**WHAT IS EXPECTED**
Copy out every line of the material below character for character, leaving out the pictures.
[start of RAW RECORDS]
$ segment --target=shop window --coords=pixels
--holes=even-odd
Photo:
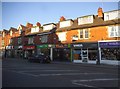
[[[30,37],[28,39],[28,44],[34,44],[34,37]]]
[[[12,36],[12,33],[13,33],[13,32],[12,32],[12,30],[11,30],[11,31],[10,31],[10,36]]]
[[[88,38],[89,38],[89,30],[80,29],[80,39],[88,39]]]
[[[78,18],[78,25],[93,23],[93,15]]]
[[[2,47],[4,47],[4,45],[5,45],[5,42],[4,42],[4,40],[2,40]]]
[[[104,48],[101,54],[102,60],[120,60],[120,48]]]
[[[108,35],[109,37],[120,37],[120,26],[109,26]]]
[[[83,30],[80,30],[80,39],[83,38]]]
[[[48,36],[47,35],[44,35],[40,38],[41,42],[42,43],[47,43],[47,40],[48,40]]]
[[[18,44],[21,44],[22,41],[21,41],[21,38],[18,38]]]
[end of RAW RECORDS]
**WRITTEN RESPONSE**
$ segment --target=shop window --coords=pixels
--holes=even-odd
Photo:
[[[30,37],[28,39],[28,44],[34,44],[34,37]]]
[[[12,36],[12,33],[13,33],[13,32],[12,32],[12,30],[11,30],[11,31],[10,31],[10,36]]]
[[[88,38],[89,38],[89,30],[80,29],[80,39],[88,39]]]
[[[78,18],[78,25],[93,23],[93,15]]]
[[[2,47],[4,47],[4,45],[5,45],[5,42],[4,42],[4,40],[2,40]]]
[[[104,48],[101,54],[102,60],[120,60],[120,48]]]
[[[108,35],[109,37],[120,37],[120,26],[109,26]]]
[[[83,30],[80,30],[80,39],[83,38]]]
[[[48,36],[47,35],[44,35],[40,38],[41,42],[42,43],[47,43],[47,40],[48,40]]]
[[[18,44],[21,44],[22,41],[21,41],[21,38],[18,38]]]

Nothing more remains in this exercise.